__Extracted text__:
* * * * * * *
If I want to grind A-merits, I get one of my "pure" characters - usually a hero, just because I have more of them, but in these days of merged markets and global mail it matters hardly at all - and run tip missions. Most days/weeks I don't even bother; I have other things to do with my time. If I log in and that's what my friends are doing, I'll pick a character doing the same kind of tips or one that meshes well with, or strikes interesting sparks off of, the characters they're playing. If the tips happen to be vigilante or rogue (usually because they're changing alignment on an alt), oh well; I'll still be making inf, (regular) merits, and/or experience... and most importantly, I'll be playing a game I enjoy with my friends.
* * * * * * *
__Record list__:
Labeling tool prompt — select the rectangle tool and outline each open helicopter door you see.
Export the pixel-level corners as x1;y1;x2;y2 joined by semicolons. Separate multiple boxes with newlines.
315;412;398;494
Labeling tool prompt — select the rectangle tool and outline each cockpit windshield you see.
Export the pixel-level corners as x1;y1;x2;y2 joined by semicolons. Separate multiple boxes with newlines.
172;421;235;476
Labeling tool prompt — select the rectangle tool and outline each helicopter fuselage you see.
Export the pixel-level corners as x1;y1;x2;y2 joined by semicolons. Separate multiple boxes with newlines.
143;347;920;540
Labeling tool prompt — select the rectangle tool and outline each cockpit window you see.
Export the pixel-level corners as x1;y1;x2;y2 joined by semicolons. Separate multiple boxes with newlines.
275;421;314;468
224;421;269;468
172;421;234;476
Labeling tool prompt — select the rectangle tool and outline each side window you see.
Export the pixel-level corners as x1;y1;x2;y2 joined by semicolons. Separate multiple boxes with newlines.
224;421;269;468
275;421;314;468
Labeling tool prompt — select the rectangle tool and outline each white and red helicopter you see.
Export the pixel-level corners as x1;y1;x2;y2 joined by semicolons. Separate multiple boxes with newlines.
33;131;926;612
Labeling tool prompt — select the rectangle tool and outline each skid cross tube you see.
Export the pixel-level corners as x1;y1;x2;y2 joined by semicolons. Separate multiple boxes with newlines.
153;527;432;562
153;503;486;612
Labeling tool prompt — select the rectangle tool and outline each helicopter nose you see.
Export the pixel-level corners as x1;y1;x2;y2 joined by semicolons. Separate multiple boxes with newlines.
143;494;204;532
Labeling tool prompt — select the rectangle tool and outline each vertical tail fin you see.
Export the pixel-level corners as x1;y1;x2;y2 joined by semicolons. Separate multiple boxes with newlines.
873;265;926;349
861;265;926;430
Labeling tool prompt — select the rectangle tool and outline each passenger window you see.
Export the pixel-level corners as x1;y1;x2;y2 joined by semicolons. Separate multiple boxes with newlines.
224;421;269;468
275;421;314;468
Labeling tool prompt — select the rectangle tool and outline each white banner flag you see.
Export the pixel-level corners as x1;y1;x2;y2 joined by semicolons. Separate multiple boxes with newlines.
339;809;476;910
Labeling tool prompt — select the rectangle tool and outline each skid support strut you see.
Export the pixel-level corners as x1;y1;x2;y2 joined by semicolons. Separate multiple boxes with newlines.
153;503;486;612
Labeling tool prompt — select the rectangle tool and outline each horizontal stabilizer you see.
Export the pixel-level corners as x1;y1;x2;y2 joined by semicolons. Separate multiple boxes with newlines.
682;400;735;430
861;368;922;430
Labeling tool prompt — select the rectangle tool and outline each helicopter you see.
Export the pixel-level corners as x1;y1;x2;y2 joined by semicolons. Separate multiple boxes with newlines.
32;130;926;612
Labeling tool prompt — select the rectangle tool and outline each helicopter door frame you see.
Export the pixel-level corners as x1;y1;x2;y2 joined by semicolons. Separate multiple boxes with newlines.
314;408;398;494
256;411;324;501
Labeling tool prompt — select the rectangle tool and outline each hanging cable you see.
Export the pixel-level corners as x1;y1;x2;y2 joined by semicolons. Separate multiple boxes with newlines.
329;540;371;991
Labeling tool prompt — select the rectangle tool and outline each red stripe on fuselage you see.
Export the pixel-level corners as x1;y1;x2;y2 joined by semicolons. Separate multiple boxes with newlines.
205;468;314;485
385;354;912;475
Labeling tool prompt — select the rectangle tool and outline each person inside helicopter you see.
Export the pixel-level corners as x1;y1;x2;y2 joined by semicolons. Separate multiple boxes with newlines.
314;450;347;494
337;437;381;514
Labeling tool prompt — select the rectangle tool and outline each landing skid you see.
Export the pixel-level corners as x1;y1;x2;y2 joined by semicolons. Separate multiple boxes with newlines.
* * * * * * *
__Stated exercise A__: According to the merits post, what kind of character does the writer pick to grind A-merits?
__Stated exercise B__: From the rows, output the lines exactly, starting with the line that contains "frame you see." and going on through the line that contains "256;411;324;501".
The merits post and the rows are unrelated material.

__Problem solution A__: The writer picks one of their "pure" characters, usually a hero.

__Problem solution B__:
Labeling tool prompt — select the rectangle tool and outline each helicopter door frame you see.
Export the pixel-level corners as x1;y1;x2;y2 joined by semicolons. Separate multiple boxes with newlines.
314;408;398;494
256;411;324;501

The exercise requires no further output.